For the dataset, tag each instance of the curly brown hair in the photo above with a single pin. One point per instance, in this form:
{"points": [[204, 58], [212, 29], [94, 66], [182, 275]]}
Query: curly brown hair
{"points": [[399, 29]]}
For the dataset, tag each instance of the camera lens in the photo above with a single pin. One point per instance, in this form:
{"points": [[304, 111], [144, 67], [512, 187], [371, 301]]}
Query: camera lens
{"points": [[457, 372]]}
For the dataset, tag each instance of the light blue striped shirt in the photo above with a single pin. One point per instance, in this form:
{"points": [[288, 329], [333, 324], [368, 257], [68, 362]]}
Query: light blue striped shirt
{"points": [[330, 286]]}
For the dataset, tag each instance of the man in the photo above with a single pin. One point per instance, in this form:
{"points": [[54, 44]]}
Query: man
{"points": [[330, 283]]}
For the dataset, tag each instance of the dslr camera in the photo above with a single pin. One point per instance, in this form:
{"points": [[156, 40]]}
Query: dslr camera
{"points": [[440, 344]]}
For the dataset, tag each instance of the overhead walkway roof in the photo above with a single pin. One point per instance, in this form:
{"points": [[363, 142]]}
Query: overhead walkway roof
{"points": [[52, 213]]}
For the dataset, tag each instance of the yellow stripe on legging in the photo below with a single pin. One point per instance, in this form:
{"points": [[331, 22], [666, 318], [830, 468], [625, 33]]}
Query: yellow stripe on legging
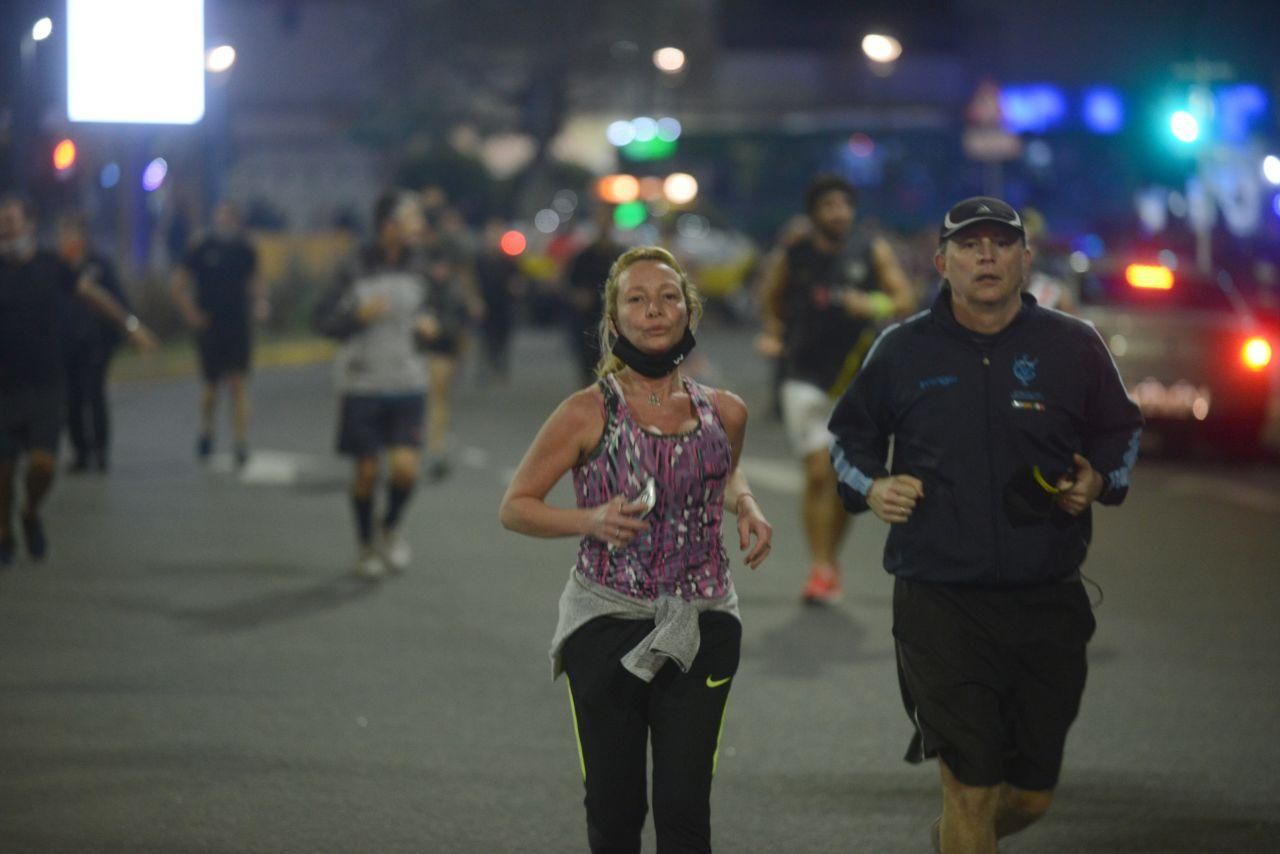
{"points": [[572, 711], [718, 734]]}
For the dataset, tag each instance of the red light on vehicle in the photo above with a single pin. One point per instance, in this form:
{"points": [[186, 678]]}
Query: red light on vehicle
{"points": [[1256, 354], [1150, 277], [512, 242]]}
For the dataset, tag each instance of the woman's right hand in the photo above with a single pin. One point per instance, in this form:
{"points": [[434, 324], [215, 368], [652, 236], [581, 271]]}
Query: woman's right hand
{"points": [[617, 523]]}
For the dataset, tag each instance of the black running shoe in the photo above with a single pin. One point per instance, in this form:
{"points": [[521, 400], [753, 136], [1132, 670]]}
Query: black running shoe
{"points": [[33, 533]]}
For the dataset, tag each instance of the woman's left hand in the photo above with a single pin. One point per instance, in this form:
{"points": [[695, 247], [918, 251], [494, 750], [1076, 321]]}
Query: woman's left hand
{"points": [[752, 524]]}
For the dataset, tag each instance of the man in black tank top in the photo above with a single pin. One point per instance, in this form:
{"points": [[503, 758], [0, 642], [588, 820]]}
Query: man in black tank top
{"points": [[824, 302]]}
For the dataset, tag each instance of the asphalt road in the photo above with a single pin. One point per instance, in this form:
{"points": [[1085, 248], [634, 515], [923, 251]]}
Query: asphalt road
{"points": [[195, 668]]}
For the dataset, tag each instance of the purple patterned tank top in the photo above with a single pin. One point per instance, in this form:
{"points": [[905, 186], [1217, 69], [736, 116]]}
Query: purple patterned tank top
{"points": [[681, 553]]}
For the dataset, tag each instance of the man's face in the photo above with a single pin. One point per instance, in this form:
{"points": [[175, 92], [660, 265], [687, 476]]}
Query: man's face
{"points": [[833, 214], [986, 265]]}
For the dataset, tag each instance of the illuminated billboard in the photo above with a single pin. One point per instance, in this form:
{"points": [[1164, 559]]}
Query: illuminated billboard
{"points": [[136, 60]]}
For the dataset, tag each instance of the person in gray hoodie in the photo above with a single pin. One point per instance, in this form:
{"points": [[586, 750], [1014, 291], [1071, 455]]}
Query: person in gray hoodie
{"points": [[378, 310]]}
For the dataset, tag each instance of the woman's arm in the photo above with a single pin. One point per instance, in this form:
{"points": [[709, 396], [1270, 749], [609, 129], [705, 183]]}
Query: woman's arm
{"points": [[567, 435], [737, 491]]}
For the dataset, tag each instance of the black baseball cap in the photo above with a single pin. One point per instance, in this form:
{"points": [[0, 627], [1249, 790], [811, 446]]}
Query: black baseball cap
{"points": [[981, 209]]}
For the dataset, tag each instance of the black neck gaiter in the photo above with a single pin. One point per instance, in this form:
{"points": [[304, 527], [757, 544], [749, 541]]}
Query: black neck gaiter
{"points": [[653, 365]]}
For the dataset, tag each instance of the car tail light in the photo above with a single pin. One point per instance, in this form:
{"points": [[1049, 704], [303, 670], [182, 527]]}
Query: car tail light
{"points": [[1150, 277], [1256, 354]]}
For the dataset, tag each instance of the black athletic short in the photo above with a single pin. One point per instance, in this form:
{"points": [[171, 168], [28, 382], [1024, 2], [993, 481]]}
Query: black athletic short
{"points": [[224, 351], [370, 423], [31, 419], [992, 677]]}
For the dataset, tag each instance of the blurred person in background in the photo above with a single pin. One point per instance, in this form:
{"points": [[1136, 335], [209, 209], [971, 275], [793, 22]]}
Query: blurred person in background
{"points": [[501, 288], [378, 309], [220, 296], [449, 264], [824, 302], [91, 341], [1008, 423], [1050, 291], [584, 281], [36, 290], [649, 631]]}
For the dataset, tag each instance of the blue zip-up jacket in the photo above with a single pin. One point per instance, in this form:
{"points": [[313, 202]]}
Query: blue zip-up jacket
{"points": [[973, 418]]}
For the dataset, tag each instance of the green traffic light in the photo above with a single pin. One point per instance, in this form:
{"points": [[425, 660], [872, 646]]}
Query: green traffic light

_Challenge:_ Quote every record above exactly, omitting any pictures they contain.

_Complete answer:_
For the dataset, tag each instance of the curly brown hair in the photo above with a single pin. One point per instance, in this form:
{"points": [[204, 58], [212, 29], [94, 66], [182, 275]]}
Query: curly brown hair
{"points": [[399, 29]]}
For the dataset, tag each instance of the camera lens in the photo above with a single pin. One point per instance, in this form:
{"points": [[304, 111], [144, 67], [512, 187], [371, 301]]}
Query: camera lens
{"points": [[457, 372]]}
For the dataset, tag each instance of the light blue striped shirt in the photo above with a single pin. One point per instance, in this form:
{"points": [[288, 329], [333, 324], [368, 257], [68, 362]]}
Query: light blue striped shirt
{"points": [[330, 286]]}
For the dataset, tag each instance of the man in the photo above with a single pin. One point per instance, in this form:
{"points": [[54, 44]]}
Query: man
{"points": [[330, 283]]}
For the dataset, tag each instance of the dslr camera in the photo above with a single pin. One point per instance, in this form:
{"points": [[156, 40]]}
Query: dslr camera
{"points": [[440, 344]]}
For the dataset, tag each instance of the overhead walkway roof in the photo above with a single pin. One point per instance, in this form:
{"points": [[363, 142]]}
Query: overhead walkway roof
{"points": [[52, 213]]}
For the dataset, tag each instance of the yellow stripe on legging in the photo below with a single pin. One point per instance, in this form:
{"points": [[331, 22], [666, 318], [830, 468], [625, 33]]}
Query: yellow stripe on legging
{"points": [[572, 711], [718, 734]]}
For the dataset, tag each instance of the red light on vehicle in the photo above with a single pin. One point per instance, in this form:
{"points": [[186, 678]]}
Query: red light on vehicle
{"points": [[1256, 354], [1150, 277], [512, 242]]}
For the dataset, tag each instance of the woman's right hand in the photo above with a single pin. One point per instance, in this form:
{"points": [[434, 324], [215, 368], [652, 236], [581, 271]]}
Query: woman's right hand
{"points": [[617, 523]]}
For the dataset, tag each instance of the black running shoe in the photo above with a single pin. One point per instance, in this form:
{"points": [[521, 400], [753, 136], [1132, 670]]}
Query: black running shoe
{"points": [[33, 533]]}
For the dataset, tag each instance of the woman's left hand in the photo above with a single pin. One point per instance, in this form:
{"points": [[695, 247], [918, 251], [494, 750], [1076, 321]]}
Query: woman's left hand
{"points": [[752, 524]]}
For the dataset, tag each instance of the man in black tank top in the photo above with a single pin. One point per instance, in this form:
{"points": [[503, 758], [0, 642], [588, 820]]}
Query: man in black tank top
{"points": [[824, 302]]}
For the dataset, tag each instance of the asphalt road in the photo above with a single pin. One point per instance, in this form:
{"points": [[1085, 248], [634, 515], [923, 251]]}
Query: asphalt road
{"points": [[195, 668]]}
For the dataset, tag each instance of the purple patterned tank top in the photo above with a single pin. One point per instance, in this form:
{"points": [[905, 186], [1217, 69], [736, 116]]}
Query: purple patterned tank top
{"points": [[681, 553]]}
For the dataset, tag each instance of the man's face in the photo above with a single pin. One point per instance, in this form:
{"points": [[175, 92], [660, 265], [687, 476]]}
Query: man's face
{"points": [[833, 214], [986, 265]]}
For the dataset, tag each instance of the illuminated billboard in the photo above with a single pin. One point per instance, in this form:
{"points": [[1164, 559]]}
Query: illuminated billboard
{"points": [[136, 60]]}
For the dataset, tag each instance of the person in gray hoodie in the photo above with a single pin. One point per instance, in this form:
{"points": [[586, 750], [1014, 291], [1071, 455]]}
Query: person in gray hoodie
{"points": [[378, 310]]}
For the dataset, tag each instance of the woman's arm in the photo above with a single pin. One point per instance, in this form:
{"points": [[709, 396], [1270, 749], [609, 129], [705, 183]]}
Query: woman's arm
{"points": [[567, 435], [737, 491]]}
For the dataset, tag each instance of the black baseball cap in the photo above with a single pin. One point per instance, in this form:
{"points": [[0, 627], [1249, 790], [811, 446]]}
Query: black baseball cap
{"points": [[981, 209]]}
For the dataset, tag each instance of the black neck gaiter in the photo above with a single pin. One point per instance, in this form:
{"points": [[304, 527], [757, 544], [749, 541]]}
Query: black neck gaiter
{"points": [[653, 365]]}
For the dataset, tag each instance of the car tail light in the photo above with a single pin. One point per instance, in this form:
{"points": [[1049, 704], [303, 670], [182, 527]]}
Query: car tail light
{"points": [[1150, 277], [1256, 354]]}
For the dataset, tag each instance of the black athletic short in the photo above with a single pin. One point per instance, in this form:
{"points": [[171, 168], [28, 382], [1024, 2], [993, 481]]}
Query: black athletic short
{"points": [[224, 351], [370, 423], [31, 419], [992, 677]]}
For the dataset, tag each instance of the blurred person in background in the photo above with a single pin. One point per instance, in this form:
{"points": [[1136, 335], [209, 209], [971, 275], [793, 22]]}
Query: blurred person in background
{"points": [[501, 288], [378, 309], [220, 296], [449, 264], [824, 302], [91, 341], [1008, 423], [1050, 291], [584, 281], [36, 290], [649, 631]]}
For the dataset, tag each instance of the blue zip-up jacket in the photo above with a single pin. One point per instance, in this form:
{"points": [[313, 202]]}
Query: blue zip-up jacket
{"points": [[973, 418]]}
For the dataset, tag each instance of the green traffic light in the photo above with a single pin. One point per instance, in this form:
{"points": [[425, 660], [872, 646]]}
Query: green traffic light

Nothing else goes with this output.